• [What is needed] Duplicate each of the items below, reproducing every line and number without any change.

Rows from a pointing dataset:
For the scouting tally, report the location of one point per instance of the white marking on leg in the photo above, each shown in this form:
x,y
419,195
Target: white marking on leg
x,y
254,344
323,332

• [Result below]
For the scouting tally, report the location of one point per instance of the white marking on leg in the photo above, each shown in this form:
x,y
419,195
Target: white marking on leg
x,y
254,344
323,332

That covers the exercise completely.